Short task
Present each line of the listing below as an item in a numbered list, leaving out blank lines and the pictures.

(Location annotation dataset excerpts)
[start]

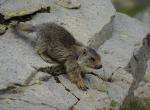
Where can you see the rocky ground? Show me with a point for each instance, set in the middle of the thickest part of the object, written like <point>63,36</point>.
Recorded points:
<point>117,37</point>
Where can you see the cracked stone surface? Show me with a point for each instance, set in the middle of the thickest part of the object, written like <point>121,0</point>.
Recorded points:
<point>143,89</point>
<point>144,16</point>
<point>17,59</point>
<point>147,73</point>
<point>118,51</point>
<point>117,37</point>
<point>49,96</point>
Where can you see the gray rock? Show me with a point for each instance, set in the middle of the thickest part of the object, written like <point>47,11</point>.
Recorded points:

[end]

Complete output
1. Where can you see the rocky ground? Show me with a point for each instance, set in the middle of the thickest part of the object, written like <point>63,36</point>.
2. Recorded points:
3. <point>117,37</point>
4. Where can you see the cracked stone surface? Show me with a point for each instance, set in the middle of the thickest part of the object, written like <point>121,0</point>.
5. Recorded points:
6. <point>143,89</point>
7. <point>144,16</point>
8. <point>17,59</point>
9. <point>147,73</point>
10. <point>118,51</point>
11. <point>117,37</point>
12. <point>49,96</point>
13. Where can you see the gray rock? Show me with a point for each instance, set in the middle of the thickest part of the object, written like <point>47,11</point>.
14. Recorded points:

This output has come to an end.